Start of Data

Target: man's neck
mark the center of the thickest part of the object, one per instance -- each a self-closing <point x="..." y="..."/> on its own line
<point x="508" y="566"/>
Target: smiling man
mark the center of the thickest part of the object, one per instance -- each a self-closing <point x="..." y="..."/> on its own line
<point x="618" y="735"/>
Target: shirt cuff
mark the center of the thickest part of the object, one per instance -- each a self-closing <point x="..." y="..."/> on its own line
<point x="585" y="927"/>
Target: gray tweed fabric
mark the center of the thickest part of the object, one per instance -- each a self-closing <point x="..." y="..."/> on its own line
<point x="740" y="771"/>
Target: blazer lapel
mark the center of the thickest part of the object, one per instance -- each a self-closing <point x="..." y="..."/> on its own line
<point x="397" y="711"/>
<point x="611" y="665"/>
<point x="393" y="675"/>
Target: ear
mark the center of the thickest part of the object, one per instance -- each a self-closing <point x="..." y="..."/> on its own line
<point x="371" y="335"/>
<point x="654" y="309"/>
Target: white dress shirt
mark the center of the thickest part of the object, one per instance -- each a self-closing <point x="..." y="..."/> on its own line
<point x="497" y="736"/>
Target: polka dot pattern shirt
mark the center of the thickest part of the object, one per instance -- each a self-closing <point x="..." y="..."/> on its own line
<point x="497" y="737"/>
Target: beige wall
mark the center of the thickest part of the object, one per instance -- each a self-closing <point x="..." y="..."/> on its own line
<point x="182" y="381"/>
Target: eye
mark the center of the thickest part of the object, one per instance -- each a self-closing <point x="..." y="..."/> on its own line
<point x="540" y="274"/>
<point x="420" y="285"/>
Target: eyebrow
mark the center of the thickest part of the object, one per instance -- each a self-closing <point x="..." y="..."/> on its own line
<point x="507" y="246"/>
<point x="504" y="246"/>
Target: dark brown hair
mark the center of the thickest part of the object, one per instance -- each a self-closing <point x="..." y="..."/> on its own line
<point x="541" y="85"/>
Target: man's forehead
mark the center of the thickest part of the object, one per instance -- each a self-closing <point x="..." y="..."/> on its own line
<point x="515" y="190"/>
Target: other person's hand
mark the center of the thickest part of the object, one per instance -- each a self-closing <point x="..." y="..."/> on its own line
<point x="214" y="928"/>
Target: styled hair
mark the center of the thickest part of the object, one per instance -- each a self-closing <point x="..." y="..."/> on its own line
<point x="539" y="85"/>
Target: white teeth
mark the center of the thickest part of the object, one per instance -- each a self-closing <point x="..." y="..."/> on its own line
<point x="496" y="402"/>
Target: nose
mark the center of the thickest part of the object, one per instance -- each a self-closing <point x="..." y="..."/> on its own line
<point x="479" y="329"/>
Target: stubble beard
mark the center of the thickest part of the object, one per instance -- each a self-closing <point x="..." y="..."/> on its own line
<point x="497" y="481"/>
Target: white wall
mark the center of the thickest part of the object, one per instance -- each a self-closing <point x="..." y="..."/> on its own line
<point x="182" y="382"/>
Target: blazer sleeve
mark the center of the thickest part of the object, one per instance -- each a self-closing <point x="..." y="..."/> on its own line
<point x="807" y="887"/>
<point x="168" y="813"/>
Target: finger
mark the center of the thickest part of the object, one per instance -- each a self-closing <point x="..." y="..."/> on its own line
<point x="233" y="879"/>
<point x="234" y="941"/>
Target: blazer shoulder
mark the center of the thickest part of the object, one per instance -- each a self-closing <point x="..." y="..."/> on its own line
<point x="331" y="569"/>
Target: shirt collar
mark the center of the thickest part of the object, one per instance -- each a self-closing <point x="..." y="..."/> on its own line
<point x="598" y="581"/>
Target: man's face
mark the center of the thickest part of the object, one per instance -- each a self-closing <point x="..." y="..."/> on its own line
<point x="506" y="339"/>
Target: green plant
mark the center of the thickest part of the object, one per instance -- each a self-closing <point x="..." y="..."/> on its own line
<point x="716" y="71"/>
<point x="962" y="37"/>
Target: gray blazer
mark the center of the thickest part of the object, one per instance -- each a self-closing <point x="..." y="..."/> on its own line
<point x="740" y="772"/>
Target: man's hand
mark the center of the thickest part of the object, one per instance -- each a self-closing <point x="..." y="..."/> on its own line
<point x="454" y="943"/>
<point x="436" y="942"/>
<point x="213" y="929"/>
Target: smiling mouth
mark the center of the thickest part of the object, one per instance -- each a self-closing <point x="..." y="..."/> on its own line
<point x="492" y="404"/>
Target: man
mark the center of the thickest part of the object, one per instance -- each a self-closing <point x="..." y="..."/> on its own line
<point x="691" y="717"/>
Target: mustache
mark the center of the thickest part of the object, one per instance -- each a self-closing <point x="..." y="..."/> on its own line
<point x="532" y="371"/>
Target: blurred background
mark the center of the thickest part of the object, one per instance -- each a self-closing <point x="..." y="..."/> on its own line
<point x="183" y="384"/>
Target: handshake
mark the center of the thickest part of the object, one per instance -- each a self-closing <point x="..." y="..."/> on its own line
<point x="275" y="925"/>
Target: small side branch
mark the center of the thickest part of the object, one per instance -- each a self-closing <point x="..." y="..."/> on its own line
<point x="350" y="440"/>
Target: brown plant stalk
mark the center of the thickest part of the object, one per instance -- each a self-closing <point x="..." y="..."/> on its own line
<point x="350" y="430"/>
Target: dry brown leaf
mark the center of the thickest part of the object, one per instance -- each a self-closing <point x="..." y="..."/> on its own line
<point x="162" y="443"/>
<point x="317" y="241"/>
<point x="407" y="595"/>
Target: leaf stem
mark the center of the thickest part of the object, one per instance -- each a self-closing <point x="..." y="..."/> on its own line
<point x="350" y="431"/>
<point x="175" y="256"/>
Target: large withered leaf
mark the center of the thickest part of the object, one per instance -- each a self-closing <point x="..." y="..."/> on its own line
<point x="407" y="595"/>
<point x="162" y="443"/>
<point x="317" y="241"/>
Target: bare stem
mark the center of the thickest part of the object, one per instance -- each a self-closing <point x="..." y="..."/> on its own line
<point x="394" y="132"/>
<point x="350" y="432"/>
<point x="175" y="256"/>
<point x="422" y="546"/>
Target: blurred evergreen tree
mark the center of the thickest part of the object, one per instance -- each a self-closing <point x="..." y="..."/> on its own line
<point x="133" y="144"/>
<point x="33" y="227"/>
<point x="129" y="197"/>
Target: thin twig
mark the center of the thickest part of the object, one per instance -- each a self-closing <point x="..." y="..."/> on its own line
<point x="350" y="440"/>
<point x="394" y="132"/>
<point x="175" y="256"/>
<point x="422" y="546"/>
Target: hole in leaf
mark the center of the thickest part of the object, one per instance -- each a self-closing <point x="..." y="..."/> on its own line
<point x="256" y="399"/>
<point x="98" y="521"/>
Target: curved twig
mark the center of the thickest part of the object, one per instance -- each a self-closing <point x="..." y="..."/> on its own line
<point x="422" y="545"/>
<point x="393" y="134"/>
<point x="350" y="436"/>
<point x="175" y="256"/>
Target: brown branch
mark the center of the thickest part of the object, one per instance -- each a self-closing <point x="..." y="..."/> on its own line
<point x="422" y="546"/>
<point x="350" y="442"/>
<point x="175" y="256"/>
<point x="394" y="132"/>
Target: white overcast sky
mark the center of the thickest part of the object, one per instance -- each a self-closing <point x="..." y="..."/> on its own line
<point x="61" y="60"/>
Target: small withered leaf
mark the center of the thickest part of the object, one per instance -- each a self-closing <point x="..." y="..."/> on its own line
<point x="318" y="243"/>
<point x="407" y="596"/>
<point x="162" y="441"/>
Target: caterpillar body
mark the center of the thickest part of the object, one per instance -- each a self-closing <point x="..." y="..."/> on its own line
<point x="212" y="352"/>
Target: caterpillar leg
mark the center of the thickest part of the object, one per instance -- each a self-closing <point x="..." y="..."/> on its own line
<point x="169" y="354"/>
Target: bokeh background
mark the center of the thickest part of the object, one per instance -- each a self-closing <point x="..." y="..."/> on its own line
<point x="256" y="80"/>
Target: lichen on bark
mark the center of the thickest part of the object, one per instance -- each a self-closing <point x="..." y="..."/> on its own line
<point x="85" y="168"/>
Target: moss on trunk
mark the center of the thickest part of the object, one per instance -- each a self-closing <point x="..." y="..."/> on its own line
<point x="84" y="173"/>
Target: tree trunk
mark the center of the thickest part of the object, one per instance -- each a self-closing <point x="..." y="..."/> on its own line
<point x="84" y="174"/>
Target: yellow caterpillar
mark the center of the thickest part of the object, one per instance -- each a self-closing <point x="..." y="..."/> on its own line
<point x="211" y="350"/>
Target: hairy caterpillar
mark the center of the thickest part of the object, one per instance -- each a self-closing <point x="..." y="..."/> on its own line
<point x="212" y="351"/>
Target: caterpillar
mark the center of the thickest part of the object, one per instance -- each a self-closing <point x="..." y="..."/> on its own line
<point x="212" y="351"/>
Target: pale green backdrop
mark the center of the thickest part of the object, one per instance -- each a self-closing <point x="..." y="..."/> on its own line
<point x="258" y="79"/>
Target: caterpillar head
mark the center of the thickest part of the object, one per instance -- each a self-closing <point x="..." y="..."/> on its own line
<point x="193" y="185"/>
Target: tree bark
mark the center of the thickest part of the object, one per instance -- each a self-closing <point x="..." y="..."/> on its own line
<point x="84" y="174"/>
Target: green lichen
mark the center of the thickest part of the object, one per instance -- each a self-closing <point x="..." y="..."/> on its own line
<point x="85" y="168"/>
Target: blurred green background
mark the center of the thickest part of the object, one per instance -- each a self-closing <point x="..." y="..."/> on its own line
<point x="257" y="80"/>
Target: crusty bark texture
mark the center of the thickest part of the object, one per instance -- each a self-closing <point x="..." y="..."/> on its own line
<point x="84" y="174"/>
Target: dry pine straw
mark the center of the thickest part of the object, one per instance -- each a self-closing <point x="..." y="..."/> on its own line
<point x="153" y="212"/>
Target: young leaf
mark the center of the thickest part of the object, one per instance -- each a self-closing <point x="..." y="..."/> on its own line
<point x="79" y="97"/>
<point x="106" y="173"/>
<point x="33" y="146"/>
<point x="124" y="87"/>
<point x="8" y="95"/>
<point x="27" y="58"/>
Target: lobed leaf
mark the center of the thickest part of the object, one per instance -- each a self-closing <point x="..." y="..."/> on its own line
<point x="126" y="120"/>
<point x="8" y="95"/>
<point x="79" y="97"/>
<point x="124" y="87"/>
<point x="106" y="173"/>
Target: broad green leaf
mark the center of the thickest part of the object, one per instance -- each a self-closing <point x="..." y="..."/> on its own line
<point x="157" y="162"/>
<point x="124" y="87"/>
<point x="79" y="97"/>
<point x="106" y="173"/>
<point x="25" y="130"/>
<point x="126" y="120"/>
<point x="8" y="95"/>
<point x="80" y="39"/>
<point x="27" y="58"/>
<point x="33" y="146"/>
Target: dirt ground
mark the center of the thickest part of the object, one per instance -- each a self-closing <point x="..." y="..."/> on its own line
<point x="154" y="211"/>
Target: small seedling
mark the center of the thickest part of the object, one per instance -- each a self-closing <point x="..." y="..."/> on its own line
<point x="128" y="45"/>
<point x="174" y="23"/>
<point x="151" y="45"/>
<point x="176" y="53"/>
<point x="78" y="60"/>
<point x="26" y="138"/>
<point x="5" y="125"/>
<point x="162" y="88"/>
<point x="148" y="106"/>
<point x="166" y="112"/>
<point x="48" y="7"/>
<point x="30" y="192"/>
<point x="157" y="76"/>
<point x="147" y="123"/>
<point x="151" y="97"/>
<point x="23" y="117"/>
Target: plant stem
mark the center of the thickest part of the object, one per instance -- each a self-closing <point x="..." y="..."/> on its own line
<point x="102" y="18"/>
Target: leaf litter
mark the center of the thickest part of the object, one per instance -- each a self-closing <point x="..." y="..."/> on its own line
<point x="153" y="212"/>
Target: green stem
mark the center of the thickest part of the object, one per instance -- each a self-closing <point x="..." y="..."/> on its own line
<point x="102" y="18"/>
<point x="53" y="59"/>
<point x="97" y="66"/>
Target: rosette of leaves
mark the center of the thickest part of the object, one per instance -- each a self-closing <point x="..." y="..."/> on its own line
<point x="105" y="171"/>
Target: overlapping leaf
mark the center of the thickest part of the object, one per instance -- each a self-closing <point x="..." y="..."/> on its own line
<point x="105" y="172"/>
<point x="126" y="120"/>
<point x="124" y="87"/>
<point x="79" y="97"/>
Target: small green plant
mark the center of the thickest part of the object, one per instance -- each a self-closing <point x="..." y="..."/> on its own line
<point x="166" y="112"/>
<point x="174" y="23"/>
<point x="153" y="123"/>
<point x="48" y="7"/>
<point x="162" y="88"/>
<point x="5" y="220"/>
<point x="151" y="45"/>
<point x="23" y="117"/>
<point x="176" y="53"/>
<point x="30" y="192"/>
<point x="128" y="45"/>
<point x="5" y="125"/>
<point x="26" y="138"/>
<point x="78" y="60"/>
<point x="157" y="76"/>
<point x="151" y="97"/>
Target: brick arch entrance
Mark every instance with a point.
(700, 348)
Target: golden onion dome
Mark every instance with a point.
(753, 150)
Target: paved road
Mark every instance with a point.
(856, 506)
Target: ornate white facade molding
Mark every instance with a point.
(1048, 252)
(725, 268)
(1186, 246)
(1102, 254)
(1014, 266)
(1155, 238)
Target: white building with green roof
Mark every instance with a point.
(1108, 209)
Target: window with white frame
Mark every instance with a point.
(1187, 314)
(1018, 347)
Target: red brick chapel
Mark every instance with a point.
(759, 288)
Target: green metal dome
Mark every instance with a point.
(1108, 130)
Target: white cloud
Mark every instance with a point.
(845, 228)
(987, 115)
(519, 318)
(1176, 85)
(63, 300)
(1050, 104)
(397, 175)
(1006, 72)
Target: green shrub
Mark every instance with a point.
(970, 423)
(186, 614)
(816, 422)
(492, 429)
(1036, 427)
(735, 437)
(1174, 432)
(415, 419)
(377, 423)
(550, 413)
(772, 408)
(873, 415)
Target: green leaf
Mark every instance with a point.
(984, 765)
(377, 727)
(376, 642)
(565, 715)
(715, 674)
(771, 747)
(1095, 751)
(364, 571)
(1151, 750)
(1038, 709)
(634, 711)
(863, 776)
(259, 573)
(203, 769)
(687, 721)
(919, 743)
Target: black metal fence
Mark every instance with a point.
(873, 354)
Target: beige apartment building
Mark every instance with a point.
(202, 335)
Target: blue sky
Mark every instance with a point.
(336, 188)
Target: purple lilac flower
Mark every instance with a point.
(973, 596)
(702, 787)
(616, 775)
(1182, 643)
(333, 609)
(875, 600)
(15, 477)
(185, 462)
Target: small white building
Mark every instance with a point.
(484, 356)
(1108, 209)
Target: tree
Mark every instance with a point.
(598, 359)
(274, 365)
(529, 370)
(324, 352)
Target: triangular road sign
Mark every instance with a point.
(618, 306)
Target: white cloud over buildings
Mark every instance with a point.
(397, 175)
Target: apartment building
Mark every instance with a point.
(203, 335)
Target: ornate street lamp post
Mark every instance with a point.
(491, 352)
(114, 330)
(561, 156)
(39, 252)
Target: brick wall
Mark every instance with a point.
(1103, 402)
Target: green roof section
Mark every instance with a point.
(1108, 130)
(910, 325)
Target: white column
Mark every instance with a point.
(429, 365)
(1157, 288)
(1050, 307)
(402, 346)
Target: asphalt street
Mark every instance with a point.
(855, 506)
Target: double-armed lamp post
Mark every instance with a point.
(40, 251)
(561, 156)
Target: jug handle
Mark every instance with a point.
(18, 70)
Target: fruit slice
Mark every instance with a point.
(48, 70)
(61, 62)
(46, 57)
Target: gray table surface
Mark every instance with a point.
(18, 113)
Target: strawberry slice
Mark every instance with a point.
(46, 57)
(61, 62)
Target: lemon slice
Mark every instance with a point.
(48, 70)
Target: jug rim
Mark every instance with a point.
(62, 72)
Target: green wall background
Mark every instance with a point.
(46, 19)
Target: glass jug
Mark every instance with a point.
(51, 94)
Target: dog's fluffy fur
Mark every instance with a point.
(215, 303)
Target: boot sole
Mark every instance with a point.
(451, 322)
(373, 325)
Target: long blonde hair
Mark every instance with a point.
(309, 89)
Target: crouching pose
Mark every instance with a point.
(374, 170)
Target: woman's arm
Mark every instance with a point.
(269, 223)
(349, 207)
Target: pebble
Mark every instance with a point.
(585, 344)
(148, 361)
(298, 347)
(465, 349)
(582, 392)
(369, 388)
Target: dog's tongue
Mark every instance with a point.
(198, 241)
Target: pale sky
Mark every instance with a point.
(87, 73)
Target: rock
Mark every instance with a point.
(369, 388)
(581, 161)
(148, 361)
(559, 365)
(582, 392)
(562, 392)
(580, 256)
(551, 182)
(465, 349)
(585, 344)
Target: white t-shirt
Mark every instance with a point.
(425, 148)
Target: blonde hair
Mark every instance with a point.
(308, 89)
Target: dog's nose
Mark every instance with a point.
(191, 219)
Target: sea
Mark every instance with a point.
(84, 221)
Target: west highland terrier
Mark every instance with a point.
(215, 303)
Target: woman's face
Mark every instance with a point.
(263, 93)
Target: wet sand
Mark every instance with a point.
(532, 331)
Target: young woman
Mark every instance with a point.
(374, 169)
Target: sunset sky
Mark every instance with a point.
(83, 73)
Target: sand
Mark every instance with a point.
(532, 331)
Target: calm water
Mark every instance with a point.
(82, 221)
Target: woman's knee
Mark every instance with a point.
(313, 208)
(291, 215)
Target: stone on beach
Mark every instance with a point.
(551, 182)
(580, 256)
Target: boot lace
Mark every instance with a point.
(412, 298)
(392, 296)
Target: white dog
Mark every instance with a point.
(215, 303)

End of Data

### Aim of the exercise
Your task is to reproduce, exactly and exclusively, the lines from the one holding "Target: woman's face" through the final line of the listing.

### Exercise answer
Target: woman's face
Mark every instance with a point.
(263, 93)
Target: wet sand
Mark every instance with a point.
(532, 331)
Target: young woman
Mark every instance with a point.
(374, 169)
Target: sunset sky
Mark every instance with a point.
(83, 73)
Target: sand
Mark every instance with a point.
(532, 331)
Target: calm water
Mark every instance with a point.
(82, 221)
Target: woman's knee
Mark every instance with a point.
(313, 208)
(291, 215)
Target: stone on beach
Mark every instance with a point.
(551, 182)
(580, 256)
Target: boot lace
Mark every instance with a point.
(412, 298)
(392, 296)
Target: white dog
Mark every instance with a point.
(215, 303)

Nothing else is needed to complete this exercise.